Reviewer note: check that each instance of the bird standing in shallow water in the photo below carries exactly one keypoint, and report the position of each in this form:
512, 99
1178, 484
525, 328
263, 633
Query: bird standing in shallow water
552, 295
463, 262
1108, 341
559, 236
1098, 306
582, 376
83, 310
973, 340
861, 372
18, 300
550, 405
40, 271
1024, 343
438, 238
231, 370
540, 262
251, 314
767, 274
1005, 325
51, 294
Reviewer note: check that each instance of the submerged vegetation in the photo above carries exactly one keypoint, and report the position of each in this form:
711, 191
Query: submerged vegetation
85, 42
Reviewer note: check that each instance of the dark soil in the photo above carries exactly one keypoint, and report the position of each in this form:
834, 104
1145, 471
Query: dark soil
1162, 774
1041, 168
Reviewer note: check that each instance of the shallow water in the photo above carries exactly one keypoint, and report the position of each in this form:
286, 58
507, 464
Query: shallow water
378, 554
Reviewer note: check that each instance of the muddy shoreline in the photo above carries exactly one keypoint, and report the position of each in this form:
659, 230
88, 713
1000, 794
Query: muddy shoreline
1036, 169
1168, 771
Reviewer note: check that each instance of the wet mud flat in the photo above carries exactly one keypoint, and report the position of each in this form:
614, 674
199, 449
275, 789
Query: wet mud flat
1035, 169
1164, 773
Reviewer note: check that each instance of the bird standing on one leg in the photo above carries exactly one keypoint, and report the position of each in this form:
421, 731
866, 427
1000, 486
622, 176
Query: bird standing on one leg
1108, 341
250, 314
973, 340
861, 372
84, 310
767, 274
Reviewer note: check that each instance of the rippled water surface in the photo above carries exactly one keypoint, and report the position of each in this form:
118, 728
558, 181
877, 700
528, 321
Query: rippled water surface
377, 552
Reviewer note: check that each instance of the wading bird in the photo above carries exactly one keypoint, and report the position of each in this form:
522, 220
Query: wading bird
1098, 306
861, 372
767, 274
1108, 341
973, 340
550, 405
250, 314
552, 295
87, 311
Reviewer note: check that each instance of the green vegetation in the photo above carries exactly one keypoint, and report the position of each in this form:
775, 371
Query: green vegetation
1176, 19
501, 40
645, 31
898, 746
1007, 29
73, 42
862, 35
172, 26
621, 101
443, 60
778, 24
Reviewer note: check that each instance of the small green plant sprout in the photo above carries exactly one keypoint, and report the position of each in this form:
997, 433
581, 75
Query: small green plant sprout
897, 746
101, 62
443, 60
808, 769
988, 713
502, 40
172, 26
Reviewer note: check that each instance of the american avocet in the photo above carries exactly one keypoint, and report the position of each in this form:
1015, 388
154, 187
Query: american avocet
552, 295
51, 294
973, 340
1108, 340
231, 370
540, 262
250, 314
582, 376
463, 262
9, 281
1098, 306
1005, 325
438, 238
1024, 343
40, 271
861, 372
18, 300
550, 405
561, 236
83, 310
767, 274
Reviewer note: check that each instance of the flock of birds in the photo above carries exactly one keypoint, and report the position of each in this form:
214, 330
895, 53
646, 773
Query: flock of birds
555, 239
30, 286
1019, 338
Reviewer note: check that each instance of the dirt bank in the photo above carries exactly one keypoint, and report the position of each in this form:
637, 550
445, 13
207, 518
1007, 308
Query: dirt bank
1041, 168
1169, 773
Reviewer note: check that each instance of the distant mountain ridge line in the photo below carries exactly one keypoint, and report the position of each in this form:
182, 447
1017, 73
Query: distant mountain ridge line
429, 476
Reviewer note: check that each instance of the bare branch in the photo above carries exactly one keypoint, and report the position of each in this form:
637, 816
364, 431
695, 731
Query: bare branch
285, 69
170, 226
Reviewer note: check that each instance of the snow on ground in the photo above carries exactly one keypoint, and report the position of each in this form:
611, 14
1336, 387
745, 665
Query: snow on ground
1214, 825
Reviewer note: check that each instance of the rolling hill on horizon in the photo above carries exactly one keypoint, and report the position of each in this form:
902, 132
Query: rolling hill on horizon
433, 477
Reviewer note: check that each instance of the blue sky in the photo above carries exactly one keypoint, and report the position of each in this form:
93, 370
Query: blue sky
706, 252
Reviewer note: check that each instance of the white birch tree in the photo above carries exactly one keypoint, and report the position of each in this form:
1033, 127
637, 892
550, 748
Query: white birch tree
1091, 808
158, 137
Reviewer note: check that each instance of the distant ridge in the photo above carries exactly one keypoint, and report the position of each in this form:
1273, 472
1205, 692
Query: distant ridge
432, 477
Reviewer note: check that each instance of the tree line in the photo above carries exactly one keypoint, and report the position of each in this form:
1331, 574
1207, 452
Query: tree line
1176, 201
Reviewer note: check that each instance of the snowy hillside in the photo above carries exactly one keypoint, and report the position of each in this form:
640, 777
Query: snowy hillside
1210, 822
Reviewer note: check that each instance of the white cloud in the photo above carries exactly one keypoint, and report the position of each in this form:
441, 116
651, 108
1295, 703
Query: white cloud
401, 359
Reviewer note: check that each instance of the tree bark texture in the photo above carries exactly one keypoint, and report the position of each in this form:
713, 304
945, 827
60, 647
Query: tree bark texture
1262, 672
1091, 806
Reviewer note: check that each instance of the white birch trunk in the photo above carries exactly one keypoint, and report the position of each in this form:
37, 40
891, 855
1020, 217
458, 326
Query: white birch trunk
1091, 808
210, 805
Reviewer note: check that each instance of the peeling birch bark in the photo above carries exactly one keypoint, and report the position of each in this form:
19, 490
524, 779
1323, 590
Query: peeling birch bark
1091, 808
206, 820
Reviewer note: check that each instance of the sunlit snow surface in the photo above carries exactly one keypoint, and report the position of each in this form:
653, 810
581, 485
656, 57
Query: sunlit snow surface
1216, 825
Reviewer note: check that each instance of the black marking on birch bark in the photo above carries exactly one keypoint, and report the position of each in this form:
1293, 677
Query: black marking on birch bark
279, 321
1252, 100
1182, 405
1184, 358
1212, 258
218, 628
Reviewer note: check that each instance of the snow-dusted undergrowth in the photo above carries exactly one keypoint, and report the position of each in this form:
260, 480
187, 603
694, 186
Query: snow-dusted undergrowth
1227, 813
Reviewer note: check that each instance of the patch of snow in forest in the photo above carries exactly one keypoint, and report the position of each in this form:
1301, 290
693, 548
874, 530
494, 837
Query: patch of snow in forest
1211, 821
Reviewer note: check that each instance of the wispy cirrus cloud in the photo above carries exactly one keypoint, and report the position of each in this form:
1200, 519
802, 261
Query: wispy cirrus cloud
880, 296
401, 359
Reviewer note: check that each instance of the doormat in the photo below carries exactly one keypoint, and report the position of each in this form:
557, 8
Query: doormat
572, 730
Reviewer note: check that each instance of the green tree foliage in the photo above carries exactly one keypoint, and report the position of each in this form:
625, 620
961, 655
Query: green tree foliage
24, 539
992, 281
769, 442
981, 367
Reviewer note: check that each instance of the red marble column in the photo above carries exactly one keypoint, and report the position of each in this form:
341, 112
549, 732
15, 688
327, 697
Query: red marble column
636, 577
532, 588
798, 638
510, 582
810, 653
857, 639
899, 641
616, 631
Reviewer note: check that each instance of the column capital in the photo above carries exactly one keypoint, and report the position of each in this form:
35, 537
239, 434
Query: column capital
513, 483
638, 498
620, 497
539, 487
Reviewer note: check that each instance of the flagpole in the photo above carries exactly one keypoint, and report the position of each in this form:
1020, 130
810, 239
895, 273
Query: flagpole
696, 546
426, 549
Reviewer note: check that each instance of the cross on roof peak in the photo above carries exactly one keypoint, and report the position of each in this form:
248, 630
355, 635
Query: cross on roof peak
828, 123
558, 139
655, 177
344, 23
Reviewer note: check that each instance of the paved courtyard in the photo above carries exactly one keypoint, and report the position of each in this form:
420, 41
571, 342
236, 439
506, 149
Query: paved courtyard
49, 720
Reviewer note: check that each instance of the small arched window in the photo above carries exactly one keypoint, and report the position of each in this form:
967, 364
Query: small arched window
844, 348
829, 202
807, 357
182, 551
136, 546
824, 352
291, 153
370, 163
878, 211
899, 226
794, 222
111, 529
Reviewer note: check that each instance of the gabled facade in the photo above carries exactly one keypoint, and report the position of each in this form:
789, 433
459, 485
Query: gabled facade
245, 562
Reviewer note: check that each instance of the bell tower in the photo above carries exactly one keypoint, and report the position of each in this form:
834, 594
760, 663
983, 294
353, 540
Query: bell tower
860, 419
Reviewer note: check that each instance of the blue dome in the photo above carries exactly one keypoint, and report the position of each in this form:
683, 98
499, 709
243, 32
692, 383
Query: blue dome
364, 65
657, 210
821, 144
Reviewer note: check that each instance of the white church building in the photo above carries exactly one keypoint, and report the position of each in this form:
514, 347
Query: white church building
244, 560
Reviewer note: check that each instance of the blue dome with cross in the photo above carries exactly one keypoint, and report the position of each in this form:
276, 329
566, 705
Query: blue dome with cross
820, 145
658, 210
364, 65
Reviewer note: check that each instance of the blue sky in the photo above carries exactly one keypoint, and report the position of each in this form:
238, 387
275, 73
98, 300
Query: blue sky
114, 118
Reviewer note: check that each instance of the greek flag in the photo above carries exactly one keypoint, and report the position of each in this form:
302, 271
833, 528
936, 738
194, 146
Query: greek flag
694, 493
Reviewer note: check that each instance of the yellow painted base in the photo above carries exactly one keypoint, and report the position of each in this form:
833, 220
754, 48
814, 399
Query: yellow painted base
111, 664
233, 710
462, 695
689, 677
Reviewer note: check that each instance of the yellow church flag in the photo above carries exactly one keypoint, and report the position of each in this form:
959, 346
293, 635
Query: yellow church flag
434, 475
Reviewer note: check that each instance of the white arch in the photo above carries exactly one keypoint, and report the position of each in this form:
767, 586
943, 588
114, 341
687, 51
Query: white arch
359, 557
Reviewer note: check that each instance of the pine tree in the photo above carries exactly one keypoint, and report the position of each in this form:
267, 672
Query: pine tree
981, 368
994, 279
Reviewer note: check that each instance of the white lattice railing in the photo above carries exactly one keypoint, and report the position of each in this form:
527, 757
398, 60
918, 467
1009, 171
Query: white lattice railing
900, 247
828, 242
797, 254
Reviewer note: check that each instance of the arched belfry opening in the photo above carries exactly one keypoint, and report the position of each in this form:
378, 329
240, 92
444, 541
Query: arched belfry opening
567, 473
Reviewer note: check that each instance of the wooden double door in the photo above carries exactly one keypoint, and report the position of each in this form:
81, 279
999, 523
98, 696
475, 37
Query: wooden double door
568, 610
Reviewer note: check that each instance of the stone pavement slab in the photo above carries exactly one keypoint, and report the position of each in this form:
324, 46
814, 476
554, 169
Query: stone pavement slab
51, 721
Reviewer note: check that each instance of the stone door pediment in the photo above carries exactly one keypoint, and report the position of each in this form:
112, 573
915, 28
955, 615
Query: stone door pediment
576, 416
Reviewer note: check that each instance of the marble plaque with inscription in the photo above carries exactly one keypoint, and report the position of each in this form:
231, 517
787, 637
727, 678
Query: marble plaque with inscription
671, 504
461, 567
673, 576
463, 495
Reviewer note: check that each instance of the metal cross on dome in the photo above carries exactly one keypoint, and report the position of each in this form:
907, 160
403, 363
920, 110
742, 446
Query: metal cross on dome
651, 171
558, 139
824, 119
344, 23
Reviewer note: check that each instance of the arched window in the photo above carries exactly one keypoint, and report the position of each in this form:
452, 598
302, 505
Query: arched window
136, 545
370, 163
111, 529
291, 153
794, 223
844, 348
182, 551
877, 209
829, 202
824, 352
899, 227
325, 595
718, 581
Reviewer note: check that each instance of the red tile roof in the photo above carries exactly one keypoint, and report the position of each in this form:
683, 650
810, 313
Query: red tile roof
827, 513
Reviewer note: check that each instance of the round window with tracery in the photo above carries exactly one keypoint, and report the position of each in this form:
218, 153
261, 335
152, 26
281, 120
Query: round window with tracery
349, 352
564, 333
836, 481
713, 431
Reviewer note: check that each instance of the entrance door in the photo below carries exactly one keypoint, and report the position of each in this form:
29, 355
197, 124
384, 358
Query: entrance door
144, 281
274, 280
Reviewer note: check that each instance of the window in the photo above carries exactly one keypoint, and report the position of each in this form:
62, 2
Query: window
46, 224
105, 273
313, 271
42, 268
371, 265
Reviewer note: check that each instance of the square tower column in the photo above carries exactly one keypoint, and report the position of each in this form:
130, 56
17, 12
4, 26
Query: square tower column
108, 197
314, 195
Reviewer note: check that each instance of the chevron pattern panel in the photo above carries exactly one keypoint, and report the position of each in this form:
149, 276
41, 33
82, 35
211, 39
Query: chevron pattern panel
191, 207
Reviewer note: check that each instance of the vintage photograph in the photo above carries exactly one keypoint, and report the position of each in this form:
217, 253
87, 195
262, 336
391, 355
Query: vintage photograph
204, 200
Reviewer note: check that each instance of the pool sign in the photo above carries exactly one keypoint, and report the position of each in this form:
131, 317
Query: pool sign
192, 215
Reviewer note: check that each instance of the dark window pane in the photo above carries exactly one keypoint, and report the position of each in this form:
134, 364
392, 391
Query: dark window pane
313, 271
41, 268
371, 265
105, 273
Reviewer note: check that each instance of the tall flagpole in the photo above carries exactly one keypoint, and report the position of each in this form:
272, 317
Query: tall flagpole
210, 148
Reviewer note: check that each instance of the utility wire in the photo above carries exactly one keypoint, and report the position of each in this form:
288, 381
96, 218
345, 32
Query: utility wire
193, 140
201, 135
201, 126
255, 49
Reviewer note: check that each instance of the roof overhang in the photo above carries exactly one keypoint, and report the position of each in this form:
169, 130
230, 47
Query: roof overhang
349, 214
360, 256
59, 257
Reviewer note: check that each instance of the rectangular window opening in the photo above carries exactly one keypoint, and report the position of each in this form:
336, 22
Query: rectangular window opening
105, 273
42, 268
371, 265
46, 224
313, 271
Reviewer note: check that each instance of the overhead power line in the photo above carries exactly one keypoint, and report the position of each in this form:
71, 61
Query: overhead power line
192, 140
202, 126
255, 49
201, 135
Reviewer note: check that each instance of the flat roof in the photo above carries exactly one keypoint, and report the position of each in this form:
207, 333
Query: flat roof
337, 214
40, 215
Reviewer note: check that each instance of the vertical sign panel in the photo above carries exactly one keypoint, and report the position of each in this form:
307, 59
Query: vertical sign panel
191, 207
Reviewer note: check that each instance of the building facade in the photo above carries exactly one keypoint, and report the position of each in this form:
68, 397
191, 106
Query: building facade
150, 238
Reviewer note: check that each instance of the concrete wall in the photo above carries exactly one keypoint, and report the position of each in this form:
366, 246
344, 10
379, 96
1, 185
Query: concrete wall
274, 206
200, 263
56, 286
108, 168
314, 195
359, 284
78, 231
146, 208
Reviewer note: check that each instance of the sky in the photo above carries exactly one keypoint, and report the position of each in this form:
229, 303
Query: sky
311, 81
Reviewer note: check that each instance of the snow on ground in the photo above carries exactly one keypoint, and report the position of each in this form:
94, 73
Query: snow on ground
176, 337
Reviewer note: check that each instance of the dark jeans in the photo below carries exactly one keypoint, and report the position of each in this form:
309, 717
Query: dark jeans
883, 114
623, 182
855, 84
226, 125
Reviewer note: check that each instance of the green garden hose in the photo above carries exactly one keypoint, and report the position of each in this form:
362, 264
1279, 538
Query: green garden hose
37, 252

•••

> **SHORT TASK**
Transcribe the records above exactly, but only from the line that contains "Reviewer note: check that each instance of the flat" through their final line, inclusive.

> **RESULT**
Reviewer note: check that each instance of the flat roof in the photo above carries exactly one keypoint, and report the position of each in this form:
207, 333
Query: flat roof
337, 214
40, 215
Reviewer note: check that each instance of the vertical sign panel in the photo above carries exactly one keypoint, and report the position of each in this form:
307, 59
Query: vertical sign panel
191, 207
Reviewer note: check that each instance of the building facade in the photo above carries exactly one keypoint, and report the position of each in this form:
68, 397
191, 106
Query: building facade
150, 238
Reviewer note: check that each instance of the concrete wall in the photo above carries exactly one keypoint, and report the position of each in this form:
366, 246
344, 10
379, 96
1, 185
Query: concrete wall
274, 206
200, 263
56, 286
108, 168
314, 195
359, 284
78, 231
146, 208
Reviewer note: check that each instance of the sky in the photo above carries exactly one keypoint, and report the position of each in this form:
229, 303
Query: sky
311, 81
Reviewer note: check that each instance of the snow on ground in the photo above carries exactly one keypoint, and report the position of each in this form:
94, 73
Query: snow on ground
176, 337
Reviewer note: check that each instance of the dark jeans in the photo below carries exactly one keypoint, and report the position of each in this form:
309, 717
Query: dark jeans
883, 114
623, 182
855, 84
226, 125
Reviewer note: check that each instance of the green garden hose in the photo above carries exactly one keypoint, and report the position of each in this form:
362, 264
1279, 538
Query: green garden hose
37, 252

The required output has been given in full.